=== Document passage ===

MacBuddy
Charmstone icon

Charmstone

Productivity
4.7(317 votes)

macOS

Updated: Jun 17, 2026

Charmstone is a cursor-centric Mac app that lets you summon a radial launcher and instantly jump between running applications — all without lifting your hand from the mouse.

What is Charmstone?

Charmstone is a macOS productivity utility that replaces the trip up to the Dock with a gesture: hold a configurable mouse button wherever your cursor already sits, and a circular menu blooms around it — apps, shortcuts, and system actions arranged like compass points you can flick to without looking. It is designed for people who spend most of their working hours mousing, not typing.

The concept is borrowed from radial menus in professional creative software, but Charmstone brings it to everyday app switching. I have had it running for weeks and the muscle memory builds surprisingly fast — within two days I stopped reaching for the Dock almost entirely.

What does Charmstone do best?

=== Data shown ===

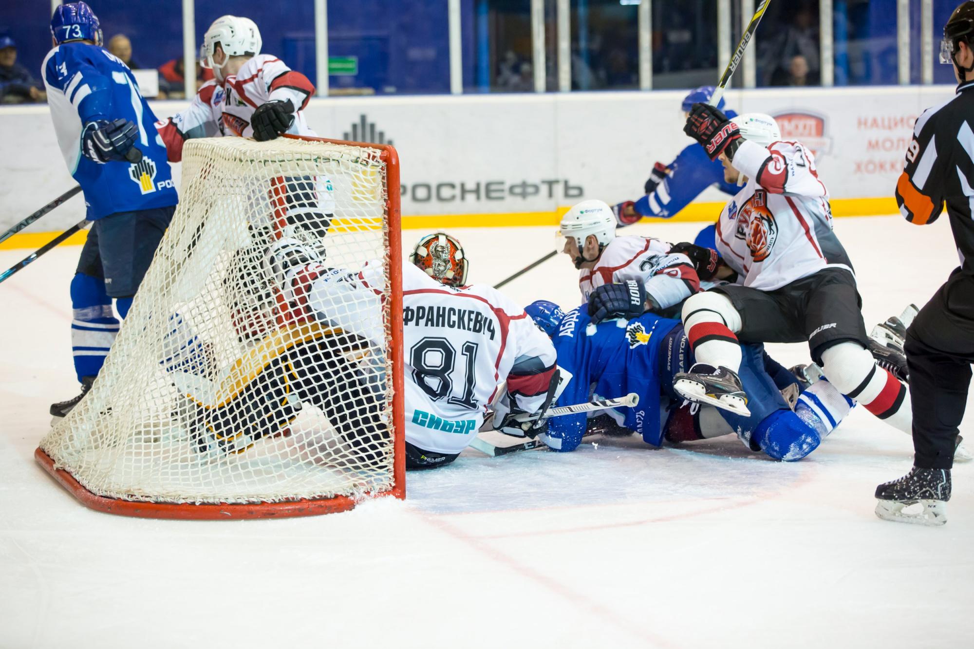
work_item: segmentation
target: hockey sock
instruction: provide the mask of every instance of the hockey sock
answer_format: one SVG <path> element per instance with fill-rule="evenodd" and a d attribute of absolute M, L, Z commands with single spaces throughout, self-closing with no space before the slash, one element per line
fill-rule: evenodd
<path fill-rule="evenodd" d="M 822 372 L 843 395 L 893 428 L 913 434 L 910 393 L 857 342 L 843 342 L 822 352 Z"/>
<path fill-rule="evenodd" d="M 818 435 L 824 439 L 852 410 L 853 405 L 855 403 L 851 399 L 823 378 L 799 395 L 795 414 L 818 431 Z"/>
<path fill-rule="evenodd" d="M 726 295 L 714 291 L 697 293 L 683 305 L 683 325 L 697 363 L 740 369 L 740 314 Z"/>
<path fill-rule="evenodd" d="M 737 336 L 713 311 L 696 311 L 686 322 L 687 338 L 697 363 L 715 367 L 723 365 L 736 372 L 740 369 L 740 344 Z"/>
<path fill-rule="evenodd" d="M 97 376 L 108 349 L 115 342 L 119 321 L 112 312 L 112 300 L 100 278 L 76 273 L 71 280 L 71 352 L 74 370 L 83 376 Z"/>

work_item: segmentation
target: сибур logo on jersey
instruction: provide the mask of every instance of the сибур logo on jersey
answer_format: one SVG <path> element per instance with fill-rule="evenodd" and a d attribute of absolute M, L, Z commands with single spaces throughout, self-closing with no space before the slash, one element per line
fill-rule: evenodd
<path fill-rule="evenodd" d="M 156 163 L 151 158 L 142 158 L 129 166 L 129 177 L 138 185 L 142 195 L 156 191 Z"/>

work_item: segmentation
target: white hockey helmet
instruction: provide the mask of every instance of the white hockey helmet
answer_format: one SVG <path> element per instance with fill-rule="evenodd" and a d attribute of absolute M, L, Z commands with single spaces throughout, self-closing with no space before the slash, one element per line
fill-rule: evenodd
<path fill-rule="evenodd" d="M 730 118 L 744 139 L 768 146 L 781 139 L 781 129 L 774 118 L 765 113 L 744 113 Z"/>
<path fill-rule="evenodd" d="M 585 239 L 594 235 L 599 242 L 599 251 L 616 238 L 616 214 L 605 202 L 598 200 L 582 201 L 572 206 L 572 209 L 561 217 L 558 233 L 555 237 L 555 250 L 565 249 L 565 240 L 575 239 L 579 247 L 580 257 L 575 260 L 576 266 L 581 261 L 592 261 L 581 257 L 585 247 Z"/>
<path fill-rule="evenodd" d="M 260 54 L 263 45 L 257 24 L 241 16 L 221 16 L 209 25 L 203 36 L 204 60 L 201 64 L 204 67 L 218 69 L 226 63 L 226 59 L 219 65 L 213 62 L 217 43 L 227 57 L 256 56 Z"/>

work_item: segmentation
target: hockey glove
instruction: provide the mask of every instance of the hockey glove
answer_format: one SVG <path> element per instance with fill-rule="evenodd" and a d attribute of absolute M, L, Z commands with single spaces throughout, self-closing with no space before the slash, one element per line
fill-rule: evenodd
<path fill-rule="evenodd" d="M 632 225 L 643 217 L 642 214 L 636 211 L 635 205 L 632 201 L 626 201 L 625 203 L 619 203 L 612 207 L 612 213 L 616 214 L 616 222 L 618 223 L 620 228 Z"/>
<path fill-rule="evenodd" d="M 709 103 L 693 104 L 683 132 L 699 142 L 711 160 L 717 160 L 724 153 L 732 161 L 740 146 L 737 126 Z"/>
<path fill-rule="evenodd" d="M 588 315 L 599 324 L 613 318 L 629 320 L 646 311 L 646 287 L 639 280 L 599 286 L 588 298 Z"/>
<path fill-rule="evenodd" d="M 717 269 L 721 266 L 721 257 L 717 250 L 694 244 L 674 244 L 670 248 L 670 252 L 682 252 L 690 257 L 691 263 L 696 269 L 696 277 L 704 282 L 710 282 L 717 274 Z"/>
<path fill-rule="evenodd" d="M 650 179 L 646 181 L 644 189 L 647 194 L 652 194 L 656 191 L 656 185 L 663 181 L 666 174 L 669 173 L 669 167 L 662 163 L 656 163 L 653 166 L 653 172 L 650 173 Z"/>
<path fill-rule="evenodd" d="M 290 99 L 275 99 L 257 106 L 250 118 L 253 138 L 265 142 L 281 135 L 294 124 L 294 104 Z"/>
<path fill-rule="evenodd" d="M 96 120 L 85 125 L 81 132 L 81 151 L 99 165 L 126 159 L 135 145 L 138 127 L 133 122 L 118 119 L 114 122 Z"/>

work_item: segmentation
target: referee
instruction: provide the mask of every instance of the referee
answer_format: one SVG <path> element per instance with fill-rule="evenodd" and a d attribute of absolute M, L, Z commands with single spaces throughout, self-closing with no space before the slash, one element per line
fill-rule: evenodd
<path fill-rule="evenodd" d="M 900 212 L 925 225 L 946 206 L 960 266 L 907 330 L 913 401 L 913 470 L 876 489 L 876 515 L 924 525 L 947 522 L 951 466 L 974 363 L 974 2 L 944 25 L 940 61 L 957 78 L 953 98 L 928 108 L 914 129 L 896 183 Z M 919 504 L 920 507 L 911 507 Z"/>

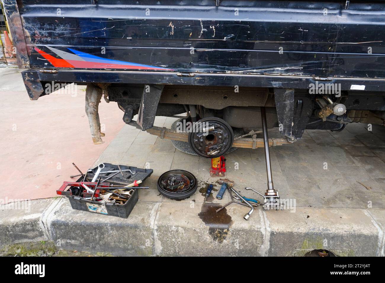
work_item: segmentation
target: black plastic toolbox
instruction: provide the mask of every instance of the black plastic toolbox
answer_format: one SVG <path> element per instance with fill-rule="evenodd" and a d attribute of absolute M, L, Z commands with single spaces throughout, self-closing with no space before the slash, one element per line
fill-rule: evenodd
<path fill-rule="evenodd" d="M 107 171 L 115 171 L 119 170 L 117 165 L 115 165 L 110 163 L 104 163 L 105 167 L 101 171 L 101 173 Z M 134 181 L 141 180 L 144 181 L 145 179 L 149 177 L 153 172 L 152 169 L 142 169 L 131 166 L 120 165 L 121 169 L 122 170 L 129 169 L 135 174 L 132 174 L 127 171 L 123 171 L 123 176 L 119 172 L 113 177 L 109 179 L 105 182 L 102 183 L 109 183 L 124 186 L 124 184 L 128 185 L 132 183 Z M 96 172 L 97 167 L 94 168 L 94 172 Z M 107 173 L 99 175 L 101 180 L 103 180 L 110 176 L 114 173 Z M 90 182 L 93 178 L 94 174 L 89 173 L 87 174 L 86 181 Z M 77 182 L 82 182 L 83 180 L 83 177 L 81 177 Z M 112 188 L 110 188 L 111 189 Z M 90 211 L 97 213 L 100 213 L 107 215 L 117 216 L 122 218 L 127 218 L 132 211 L 132 209 L 138 201 L 139 193 L 138 189 L 135 189 L 135 187 L 132 187 L 128 189 L 134 189 L 134 191 L 130 198 L 124 204 L 115 203 L 108 203 L 99 201 L 91 201 L 90 200 L 84 199 L 83 198 L 75 194 L 73 195 L 72 192 L 79 191 L 79 189 L 74 187 L 70 187 L 69 189 L 65 192 L 61 194 L 62 195 L 65 195 L 69 200 L 70 203 L 72 208 L 77 210 L 82 210 L 85 211 Z"/>
<path fill-rule="evenodd" d="M 74 209 L 126 218 L 136 204 L 138 195 L 138 190 L 134 190 L 132 195 L 124 204 L 117 204 L 115 203 L 105 203 L 104 204 L 101 204 L 100 202 L 83 199 L 77 196 L 67 196 L 67 197 Z"/>

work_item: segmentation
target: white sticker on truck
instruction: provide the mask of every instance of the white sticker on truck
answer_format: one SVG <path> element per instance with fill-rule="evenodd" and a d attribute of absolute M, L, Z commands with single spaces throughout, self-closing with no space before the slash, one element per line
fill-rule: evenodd
<path fill-rule="evenodd" d="M 355 90 L 365 90 L 365 86 L 359 84 L 352 84 L 350 86 L 350 89 Z"/>

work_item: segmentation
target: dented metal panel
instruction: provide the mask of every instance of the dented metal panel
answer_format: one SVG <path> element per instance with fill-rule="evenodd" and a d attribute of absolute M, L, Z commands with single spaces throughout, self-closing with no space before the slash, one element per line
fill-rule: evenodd
<path fill-rule="evenodd" d="M 5 2 L 33 68 L 385 78 L 382 2 Z"/>

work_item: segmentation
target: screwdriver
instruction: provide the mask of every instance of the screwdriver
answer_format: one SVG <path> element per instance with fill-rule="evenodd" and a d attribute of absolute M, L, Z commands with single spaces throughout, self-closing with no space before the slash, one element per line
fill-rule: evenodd
<path fill-rule="evenodd" d="M 203 201 L 203 204 L 204 204 L 204 202 L 206 201 L 206 199 L 207 198 L 207 197 L 210 195 L 210 194 L 211 193 L 211 190 L 213 189 L 213 184 L 210 184 L 207 187 L 207 190 L 206 191 L 206 196 L 204 197 L 204 200 Z"/>

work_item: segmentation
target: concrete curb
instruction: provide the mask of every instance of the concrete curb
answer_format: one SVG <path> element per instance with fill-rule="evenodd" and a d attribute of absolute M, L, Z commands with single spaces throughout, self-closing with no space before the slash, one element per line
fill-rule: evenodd
<path fill-rule="evenodd" d="M 0 247 L 51 240 L 59 248 L 126 256 L 383 256 L 385 210 L 316 208 L 291 211 L 139 201 L 127 219 L 72 209 L 66 198 L 0 206 Z"/>

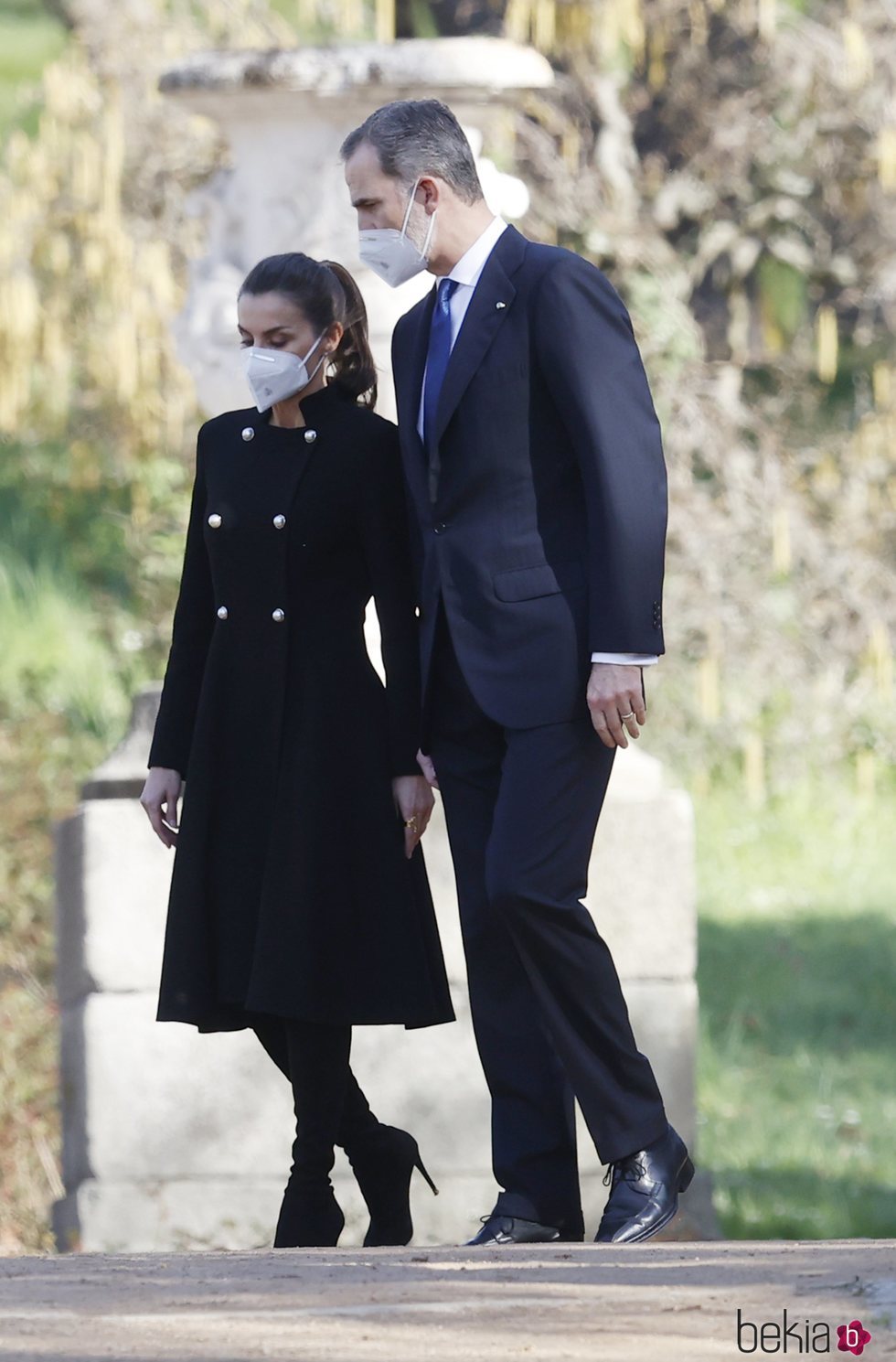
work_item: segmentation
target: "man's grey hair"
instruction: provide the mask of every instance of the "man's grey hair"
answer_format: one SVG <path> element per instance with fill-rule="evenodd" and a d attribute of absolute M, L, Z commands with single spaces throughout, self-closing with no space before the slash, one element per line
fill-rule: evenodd
<path fill-rule="evenodd" d="M 376 109 L 342 143 L 349 161 L 368 143 L 380 158 L 384 174 L 404 188 L 421 176 L 438 176 L 464 203 L 482 199 L 482 185 L 473 150 L 447 104 L 440 99 L 395 99 Z"/>

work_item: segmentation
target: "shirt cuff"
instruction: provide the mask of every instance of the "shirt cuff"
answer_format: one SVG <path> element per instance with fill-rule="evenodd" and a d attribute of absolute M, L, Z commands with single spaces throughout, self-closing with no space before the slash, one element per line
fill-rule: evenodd
<path fill-rule="evenodd" d="M 652 667 L 659 658 L 651 652 L 592 652 L 591 661 L 615 662 L 617 666 L 626 667 Z"/>

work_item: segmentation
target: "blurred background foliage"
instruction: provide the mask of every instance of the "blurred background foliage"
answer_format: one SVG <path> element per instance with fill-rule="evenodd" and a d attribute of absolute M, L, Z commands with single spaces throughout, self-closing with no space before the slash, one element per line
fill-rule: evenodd
<path fill-rule="evenodd" d="M 556 67 L 487 150 L 532 191 L 524 230 L 624 294 L 663 421 L 647 741 L 697 801 L 701 1152 L 724 1227 L 893 1231 L 874 1094 L 896 1016 L 878 985 L 866 1016 L 859 968 L 874 940 L 878 978 L 895 915 L 885 0 L 0 0 L 0 1250 L 48 1248 L 60 1190 L 50 823 L 161 676 L 180 572 L 200 413 L 170 323 L 203 251 L 187 196 L 225 151 L 158 75 L 208 46 L 470 33 Z M 820 1028 L 840 951 L 852 993 Z M 806 1148 L 843 1179 L 822 1211 L 788 1182 Z"/>

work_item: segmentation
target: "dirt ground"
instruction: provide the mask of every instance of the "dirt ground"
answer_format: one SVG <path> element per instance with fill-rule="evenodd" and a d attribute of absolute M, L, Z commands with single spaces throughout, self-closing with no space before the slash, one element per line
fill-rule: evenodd
<path fill-rule="evenodd" d="M 0 1260 L 0 1358 L 16 1362 L 851 1358 L 836 1327 L 852 1320 L 867 1362 L 896 1358 L 896 1241 Z"/>

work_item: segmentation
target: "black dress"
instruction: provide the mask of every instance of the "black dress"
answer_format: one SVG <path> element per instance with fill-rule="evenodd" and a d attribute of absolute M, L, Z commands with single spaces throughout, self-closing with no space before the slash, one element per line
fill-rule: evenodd
<path fill-rule="evenodd" d="M 418 846 L 419 659 L 396 428 L 335 385 L 305 428 L 199 432 L 148 765 L 185 778 L 157 1017 L 453 1020 Z M 364 642 L 373 595 L 384 686 Z"/>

===

§ **Problems to work on**
**1.** Can you repeat the Charmstone review from "Charmstone is a macOS" to "Charmstone do best?", swapping "Dock" for "taskbar"?
**2.** According to the Charmstone review, who is the app designed for?

§ **Results of the tasks**
**1.**
Charmstone is a macOS productivity utility that replaces the trip up to the taskbar with a gesture: hold a configurable mouse button wherever your cursor already sits, and a circular menu blooms around it — apps, shortcuts, and system actions arranged like compass points you can flick to without looking. It is designed for people who spend most of their working hours mousing, not typing.

The concept is borrowed from radial menus in professional creative software, but Charmstone brings it to everyday app switching. I have had it running for weeks and the muscle memory builds surprisingly fast — within two days I stopped reaching for the taskbar almost entirely.

What does Charmstone do best?

**2.** People who spend most of their working hours mousing, not typing.